PROBLEM ▸ Go through the material and pull out every line with the string "below" in it.

- - - - - - -

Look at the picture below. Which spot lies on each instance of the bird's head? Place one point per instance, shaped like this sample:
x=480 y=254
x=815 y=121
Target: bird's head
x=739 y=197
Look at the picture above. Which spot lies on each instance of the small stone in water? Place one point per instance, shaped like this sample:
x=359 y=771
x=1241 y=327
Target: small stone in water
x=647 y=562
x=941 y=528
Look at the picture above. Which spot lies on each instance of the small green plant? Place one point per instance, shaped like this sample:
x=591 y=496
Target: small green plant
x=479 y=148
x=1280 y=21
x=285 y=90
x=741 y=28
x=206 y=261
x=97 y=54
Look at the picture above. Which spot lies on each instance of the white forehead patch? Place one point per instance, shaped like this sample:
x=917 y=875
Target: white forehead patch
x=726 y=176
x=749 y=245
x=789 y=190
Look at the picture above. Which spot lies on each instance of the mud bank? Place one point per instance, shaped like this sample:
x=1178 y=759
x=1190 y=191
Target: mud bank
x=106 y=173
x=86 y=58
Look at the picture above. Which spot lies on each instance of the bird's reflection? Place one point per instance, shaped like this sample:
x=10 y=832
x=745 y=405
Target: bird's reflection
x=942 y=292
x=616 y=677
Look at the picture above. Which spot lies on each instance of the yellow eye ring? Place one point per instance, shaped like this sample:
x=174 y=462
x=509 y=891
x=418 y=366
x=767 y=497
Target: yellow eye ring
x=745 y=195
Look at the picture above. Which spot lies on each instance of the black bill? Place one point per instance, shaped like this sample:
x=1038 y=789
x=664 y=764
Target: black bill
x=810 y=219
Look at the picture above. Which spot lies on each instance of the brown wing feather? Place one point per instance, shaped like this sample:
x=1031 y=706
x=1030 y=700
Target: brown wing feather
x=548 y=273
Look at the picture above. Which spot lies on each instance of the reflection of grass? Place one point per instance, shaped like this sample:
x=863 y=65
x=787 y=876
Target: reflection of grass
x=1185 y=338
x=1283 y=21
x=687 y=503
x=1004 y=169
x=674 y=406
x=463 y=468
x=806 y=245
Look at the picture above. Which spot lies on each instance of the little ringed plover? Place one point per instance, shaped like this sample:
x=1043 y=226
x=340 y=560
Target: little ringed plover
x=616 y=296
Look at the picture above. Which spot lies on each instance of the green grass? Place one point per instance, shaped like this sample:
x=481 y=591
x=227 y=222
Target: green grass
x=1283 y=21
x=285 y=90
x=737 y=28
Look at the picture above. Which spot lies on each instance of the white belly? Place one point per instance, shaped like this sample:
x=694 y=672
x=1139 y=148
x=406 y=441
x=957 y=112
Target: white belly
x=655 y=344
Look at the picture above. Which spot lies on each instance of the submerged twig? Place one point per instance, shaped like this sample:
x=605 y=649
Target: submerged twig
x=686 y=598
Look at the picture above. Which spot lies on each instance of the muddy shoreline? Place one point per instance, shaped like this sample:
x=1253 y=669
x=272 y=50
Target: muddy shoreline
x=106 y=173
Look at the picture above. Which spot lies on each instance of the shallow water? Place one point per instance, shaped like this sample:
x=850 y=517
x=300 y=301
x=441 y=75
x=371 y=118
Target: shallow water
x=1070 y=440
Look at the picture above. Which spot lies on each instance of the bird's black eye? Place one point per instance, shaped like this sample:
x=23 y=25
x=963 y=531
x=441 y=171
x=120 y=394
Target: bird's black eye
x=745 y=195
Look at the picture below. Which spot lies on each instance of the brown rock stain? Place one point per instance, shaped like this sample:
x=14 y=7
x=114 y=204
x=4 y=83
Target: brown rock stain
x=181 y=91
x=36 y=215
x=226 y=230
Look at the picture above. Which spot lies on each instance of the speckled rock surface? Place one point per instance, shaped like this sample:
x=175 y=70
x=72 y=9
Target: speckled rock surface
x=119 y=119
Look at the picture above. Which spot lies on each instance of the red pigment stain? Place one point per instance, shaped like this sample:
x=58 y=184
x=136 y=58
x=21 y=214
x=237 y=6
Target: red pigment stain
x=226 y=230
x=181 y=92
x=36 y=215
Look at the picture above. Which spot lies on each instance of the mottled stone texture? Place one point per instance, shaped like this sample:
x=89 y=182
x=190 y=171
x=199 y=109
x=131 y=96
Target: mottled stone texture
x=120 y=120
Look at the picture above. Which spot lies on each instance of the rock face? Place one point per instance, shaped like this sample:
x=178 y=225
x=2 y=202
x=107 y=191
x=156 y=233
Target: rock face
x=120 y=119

- - - - - - -

WORKED SOLUTION ▸
Look at the picture below. Which spot lies on each instance of the bird's head? Place one point per instance, shaped like this sample:
Look at the picture below. Which spot lies on each instance of the brown rock stain? Place one point per instance, shaped like this sample:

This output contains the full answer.